───── Document extract ─────

Roundup

UK Pensions: What’s new this week? June 16, 2025

UK Pensions: What’s new this week? June 16, 2025
Welcome to your weekly update from the A&O Shearman Pensions team, covering all the latest legal and regulatory developments in the world of workplace pensions.

The Pensions Regulator (TPR) blog post: Industry next steps following the Pension Schemes Bill

TPR has published a blog post discussing its expectations of the pensions industry following the publication of the Pension Schemes Bill 2025.

In relation to the Bill’s provisions on the release of defined benefit (DB) surpluses, TPR reiterates (as per its recent guidance) that it expects DB trustees to "have plans ready for how they would respond to sponsoring employers’ requests to release some of their scheme’s surplus and to take advice and undertake an appropriate level of due diligence".

The blog post discusses TPR initiatives, including its upcoming strategy to bring trusteeship into line with other professions and corporate governance standards.

Read the blog post.

───── Given records ─────

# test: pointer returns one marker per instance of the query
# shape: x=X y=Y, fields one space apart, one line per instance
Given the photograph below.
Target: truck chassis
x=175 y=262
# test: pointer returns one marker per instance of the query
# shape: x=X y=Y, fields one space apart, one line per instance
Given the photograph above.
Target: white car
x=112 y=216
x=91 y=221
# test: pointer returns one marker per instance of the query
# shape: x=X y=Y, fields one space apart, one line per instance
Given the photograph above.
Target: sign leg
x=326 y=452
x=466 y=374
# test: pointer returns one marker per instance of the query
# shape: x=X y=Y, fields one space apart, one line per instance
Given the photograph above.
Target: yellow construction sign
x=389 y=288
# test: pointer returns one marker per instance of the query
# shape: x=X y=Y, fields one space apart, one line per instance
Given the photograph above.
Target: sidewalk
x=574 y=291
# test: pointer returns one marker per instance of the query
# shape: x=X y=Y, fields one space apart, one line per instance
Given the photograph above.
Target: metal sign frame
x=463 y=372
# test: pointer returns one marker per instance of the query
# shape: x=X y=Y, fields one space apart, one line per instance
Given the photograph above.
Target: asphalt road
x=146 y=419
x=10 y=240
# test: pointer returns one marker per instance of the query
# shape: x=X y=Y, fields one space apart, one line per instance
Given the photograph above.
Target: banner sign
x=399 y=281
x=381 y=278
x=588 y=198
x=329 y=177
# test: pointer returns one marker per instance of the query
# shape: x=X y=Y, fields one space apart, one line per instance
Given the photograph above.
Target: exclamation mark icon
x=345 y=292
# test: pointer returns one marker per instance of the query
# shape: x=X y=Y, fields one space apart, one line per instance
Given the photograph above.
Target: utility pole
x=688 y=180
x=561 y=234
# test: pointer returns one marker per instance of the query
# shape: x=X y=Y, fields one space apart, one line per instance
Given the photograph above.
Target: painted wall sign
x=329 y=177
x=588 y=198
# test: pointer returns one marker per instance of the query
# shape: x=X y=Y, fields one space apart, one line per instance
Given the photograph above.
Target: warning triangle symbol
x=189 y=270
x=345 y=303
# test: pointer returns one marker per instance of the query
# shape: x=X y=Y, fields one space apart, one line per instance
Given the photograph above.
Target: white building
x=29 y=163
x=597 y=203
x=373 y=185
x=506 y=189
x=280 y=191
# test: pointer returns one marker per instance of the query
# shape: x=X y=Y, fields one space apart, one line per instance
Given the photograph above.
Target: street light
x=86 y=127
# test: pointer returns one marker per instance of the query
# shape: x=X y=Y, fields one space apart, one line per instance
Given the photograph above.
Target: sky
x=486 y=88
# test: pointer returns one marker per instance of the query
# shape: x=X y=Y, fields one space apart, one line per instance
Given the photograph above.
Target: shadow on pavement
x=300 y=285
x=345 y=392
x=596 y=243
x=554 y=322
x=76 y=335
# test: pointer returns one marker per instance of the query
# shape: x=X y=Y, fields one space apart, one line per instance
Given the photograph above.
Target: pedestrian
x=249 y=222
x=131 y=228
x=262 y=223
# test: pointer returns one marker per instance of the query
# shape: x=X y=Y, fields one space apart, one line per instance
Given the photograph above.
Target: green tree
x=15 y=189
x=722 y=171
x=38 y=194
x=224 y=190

─────

* What is being asked:
Write out everything from "In relation to" down to "the blog post." in the pensions update again, substituting "careful review" for "due diligence". The listing can be set aside; none of it matters here.

* Result of the exercise:
In relation to the Bill’s provisions on the release of defined benefit (DB) surpluses, TPR reiterates (as per its recent guidance) that it expects DB trustees to "have plans ready for how they would respond to sponsoring employers’ requests to release some of their scheme’s surplus and to take advice and undertake an appropriate level of careful review".

The blog post discusses TPR initiatives, including its upcoming strategy to bring trusteeship into line with other professions and corporate governance standards.

Read the blog post.